What you should do: Extract exactly and only the lines of the data below, starting at the line with "Target class: apron strap" and stopping after the final line.
= = =
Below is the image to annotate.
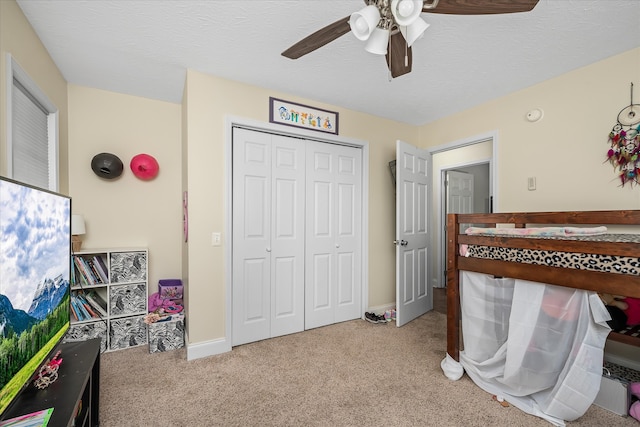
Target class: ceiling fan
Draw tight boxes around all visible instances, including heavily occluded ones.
[282,0,538,78]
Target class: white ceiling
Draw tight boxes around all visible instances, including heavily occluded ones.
[17,0,640,125]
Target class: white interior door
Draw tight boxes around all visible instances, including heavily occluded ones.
[305,141,362,329]
[270,135,306,337]
[446,171,473,213]
[232,128,305,345]
[395,141,433,326]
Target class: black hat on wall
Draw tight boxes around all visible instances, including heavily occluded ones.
[91,153,124,179]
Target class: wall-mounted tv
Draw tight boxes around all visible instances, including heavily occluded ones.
[0,176,71,418]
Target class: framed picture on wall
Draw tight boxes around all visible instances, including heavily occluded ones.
[269,97,338,135]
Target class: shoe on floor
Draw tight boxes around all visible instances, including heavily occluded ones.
[364,311,387,323]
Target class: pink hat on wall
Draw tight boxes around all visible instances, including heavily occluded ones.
[129,154,160,181]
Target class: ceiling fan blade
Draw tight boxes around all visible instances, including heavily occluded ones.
[386,32,413,78]
[282,16,351,59]
[422,0,538,15]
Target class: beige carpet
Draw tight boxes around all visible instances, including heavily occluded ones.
[100,311,638,427]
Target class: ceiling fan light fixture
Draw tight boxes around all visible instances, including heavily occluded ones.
[391,0,423,27]
[349,4,380,40]
[400,18,429,46]
[364,27,391,55]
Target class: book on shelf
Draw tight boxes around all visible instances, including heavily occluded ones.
[71,291,107,321]
[84,292,107,317]
[73,255,109,286]
[71,297,91,322]
[93,255,109,283]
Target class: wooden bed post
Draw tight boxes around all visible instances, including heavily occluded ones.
[447,214,460,362]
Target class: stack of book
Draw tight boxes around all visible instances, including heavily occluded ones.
[72,255,109,286]
[71,291,107,322]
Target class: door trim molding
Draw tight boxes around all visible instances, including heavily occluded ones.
[223,115,369,348]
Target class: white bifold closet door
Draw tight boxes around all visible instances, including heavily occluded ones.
[305,141,362,329]
[232,128,362,345]
[232,128,305,345]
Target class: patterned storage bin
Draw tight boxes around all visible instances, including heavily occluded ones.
[109,283,147,316]
[64,321,107,353]
[149,315,184,353]
[109,316,147,350]
[109,252,147,283]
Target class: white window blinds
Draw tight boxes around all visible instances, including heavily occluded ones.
[11,78,51,188]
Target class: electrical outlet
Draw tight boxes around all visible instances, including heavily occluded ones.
[211,232,222,246]
[527,176,536,191]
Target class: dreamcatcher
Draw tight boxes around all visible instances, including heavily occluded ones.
[607,83,640,187]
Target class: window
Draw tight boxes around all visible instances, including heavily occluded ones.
[7,54,58,191]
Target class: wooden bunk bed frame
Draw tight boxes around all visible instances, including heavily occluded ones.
[447,210,640,361]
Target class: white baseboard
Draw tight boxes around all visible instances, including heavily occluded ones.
[187,338,231,360]
[604,340,640,371]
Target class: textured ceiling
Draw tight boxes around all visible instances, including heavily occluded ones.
[17,0,640,125]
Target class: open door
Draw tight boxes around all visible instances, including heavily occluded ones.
[394,141,433,326]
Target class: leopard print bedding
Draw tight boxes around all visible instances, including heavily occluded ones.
[467,234,640,276]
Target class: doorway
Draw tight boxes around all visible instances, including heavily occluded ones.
[429,132,497,288]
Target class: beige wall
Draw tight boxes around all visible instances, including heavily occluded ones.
[69,85,182,292]
[183,71,418,343]
[420,48,640,212]
[0,0,69,194]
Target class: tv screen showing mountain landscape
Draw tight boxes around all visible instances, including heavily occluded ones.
[0,177,71,414]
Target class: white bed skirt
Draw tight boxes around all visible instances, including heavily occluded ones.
[441,272,610,425]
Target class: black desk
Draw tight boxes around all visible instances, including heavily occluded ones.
[2,338,100,427]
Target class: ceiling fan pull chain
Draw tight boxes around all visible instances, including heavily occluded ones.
[422,0,439,9]
[404,40,409,67]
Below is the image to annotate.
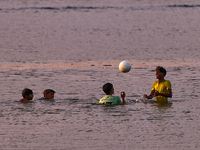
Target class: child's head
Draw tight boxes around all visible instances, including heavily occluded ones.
[103,83,114,95]
[156,66,167,76]
[22,88,33,100]
[43,89,56,99]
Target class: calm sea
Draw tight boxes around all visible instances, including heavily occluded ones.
[0,0,200,150]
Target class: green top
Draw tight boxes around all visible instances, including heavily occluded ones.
[99,95,122,105]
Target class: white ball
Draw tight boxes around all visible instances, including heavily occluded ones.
[119,60,131,73]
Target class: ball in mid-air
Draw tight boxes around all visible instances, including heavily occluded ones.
[119,60,131,73]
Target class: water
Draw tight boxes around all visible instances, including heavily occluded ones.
[0,0,200,150]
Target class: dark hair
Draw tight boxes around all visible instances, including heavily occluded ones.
[22,88,33,98]
[43,89,56,95]
[103,83,113,95]
[156,66,167,75]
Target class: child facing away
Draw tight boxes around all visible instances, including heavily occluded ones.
[20,88,33,103]
[38,89,56,100]
[143,66,172,102]
[99,83,126,105]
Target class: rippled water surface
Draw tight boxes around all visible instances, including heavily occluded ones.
[0,0,200,150]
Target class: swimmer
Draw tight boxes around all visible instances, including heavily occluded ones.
[39,89,56,100]
[20,88,33,103]
[99,83,126,105]
[143,66,172,102]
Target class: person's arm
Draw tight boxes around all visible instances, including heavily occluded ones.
[121,92,126,104]
[155,90,172,97]
[143,91,155,99]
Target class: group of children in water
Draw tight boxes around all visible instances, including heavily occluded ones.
[20,66,172,105]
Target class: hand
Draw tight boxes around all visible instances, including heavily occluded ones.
[121,91,126,98]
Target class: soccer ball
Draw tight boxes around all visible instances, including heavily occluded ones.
[119,60,131,73]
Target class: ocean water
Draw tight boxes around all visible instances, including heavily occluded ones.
[0,0,200,150]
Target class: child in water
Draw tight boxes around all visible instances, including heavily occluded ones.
[99,83,126,105]
[143,66,172,102]
[20,88,33,103]
[39,89,56,100]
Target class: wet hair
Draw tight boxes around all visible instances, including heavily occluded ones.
[43,89,56,95]
[22,88,33,98]
[156,66,167,75]
[103,83,113,95]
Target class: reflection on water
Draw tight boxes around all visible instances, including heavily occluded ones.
[0,0,200,150]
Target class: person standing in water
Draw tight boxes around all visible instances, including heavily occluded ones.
[143,66,172,102]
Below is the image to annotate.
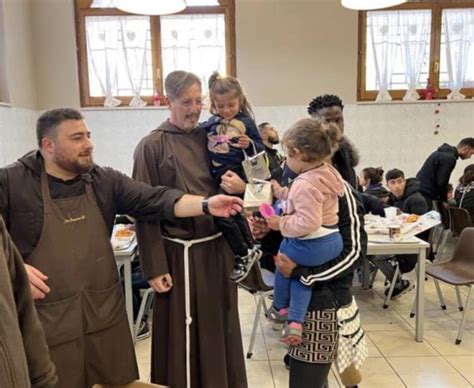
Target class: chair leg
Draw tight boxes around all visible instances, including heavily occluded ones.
[456,286,472,345]
[133,288,154,341]
[247,291,273,358]
[383,263,400,309]
[454,286,464,311]
[433,278,446,310]
[410,298,418,318]
[369,267,379,288]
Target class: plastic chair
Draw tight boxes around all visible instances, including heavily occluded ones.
[411,227,474,345]
[239,263,275,358]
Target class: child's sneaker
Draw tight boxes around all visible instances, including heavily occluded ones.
[230,248,262,283]
[280,322,303,346]
[265,304,288,324]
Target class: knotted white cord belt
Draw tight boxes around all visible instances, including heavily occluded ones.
[163,233,222,388]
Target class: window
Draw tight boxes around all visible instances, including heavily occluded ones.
[357,0,474,101]
[75,0,235,107]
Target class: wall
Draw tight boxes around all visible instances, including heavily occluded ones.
[2,0,37,109]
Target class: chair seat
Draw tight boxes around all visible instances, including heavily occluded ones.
[426,261,474,286]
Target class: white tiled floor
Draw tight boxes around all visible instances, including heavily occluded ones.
[136,252,474,388]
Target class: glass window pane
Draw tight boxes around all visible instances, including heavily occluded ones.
[439,8,474,89]
[86,16,154,97]
[161,14,226,93]
[365,10,431,90]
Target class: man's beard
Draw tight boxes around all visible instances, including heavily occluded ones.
[54,152,93,175]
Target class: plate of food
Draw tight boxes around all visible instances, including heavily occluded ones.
[112,224,135,250]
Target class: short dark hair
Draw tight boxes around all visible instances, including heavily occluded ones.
[458,137,474,149]
[258,121,270,132]
[308,94,344,115]
[385,168,405,182]
[36,108,84,148]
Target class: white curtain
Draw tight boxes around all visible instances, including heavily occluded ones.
[120,16,148,107]
[367,11,400,101]
[161,14,226,94]
[443,8,474,100]
[86,16,122,107]
[399,10,431,101]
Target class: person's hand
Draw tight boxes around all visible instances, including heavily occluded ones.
[148,273,173,294]
[237,134,250,149]
[248,217,270,240]
[267,216,281,230]
[275,252,296,278]
[25,264,51,299]
[271,179,283,199]
[221,170,245,194]
[209,194,244,218]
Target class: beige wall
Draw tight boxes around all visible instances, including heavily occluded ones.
[20,0,357,109]
[32,0,80,109]
[3,0,37,108]
[236,0,358,106]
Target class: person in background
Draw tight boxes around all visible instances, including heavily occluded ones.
[359,167,390,202]
[416,137,474,209]
[201,72,264,282]
[0,217,57,388]
[133,71,247,388]
[372,168,429,299]
[0,108,242,388]
[308,94,359,189]
[258,122,285,184]
[454,164,474,225]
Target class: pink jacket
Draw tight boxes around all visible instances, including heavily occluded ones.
[280,163,344,238]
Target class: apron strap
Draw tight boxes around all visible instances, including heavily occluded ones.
[163,233,222,388]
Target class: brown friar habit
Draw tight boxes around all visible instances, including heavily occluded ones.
[133,121,247,388]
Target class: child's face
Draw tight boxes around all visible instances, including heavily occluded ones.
[214,93,240,120]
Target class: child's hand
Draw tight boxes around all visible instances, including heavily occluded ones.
[271,179,283,199]
[267,216,280,230]
[237,134,250,149]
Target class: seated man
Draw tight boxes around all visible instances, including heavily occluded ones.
[374,168,429,299]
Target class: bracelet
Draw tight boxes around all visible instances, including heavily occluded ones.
[201,198,211,216]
= = =
Task answer:
Target class: apron strap
Draw tight boxes around all visible instances, including heavily occluded ones.
[163,233,222,388]
Target class: brown friar habit
Draw tight boxes around all visible instances, including heavily occluded ones.
[133,121,247,388]
Target class: child's face
Draw tight boxes around all visible instances, including heavily occluded ones.
[214,93,240,120]
Target class: child's hand
Draw tight boxes around all visible instances, including heavily occluded ones.
[271,179,283,199]
[267,216,280,230]
[237,134,250,149]
Target class: seated man
Draw tight boxes around all visible instances, including heavily occluded ones.
[374,168,429,299]
Target class: bracelet
Draw tight boxes around all visible instances, including heavily occluded ones.
[201,198,211,216]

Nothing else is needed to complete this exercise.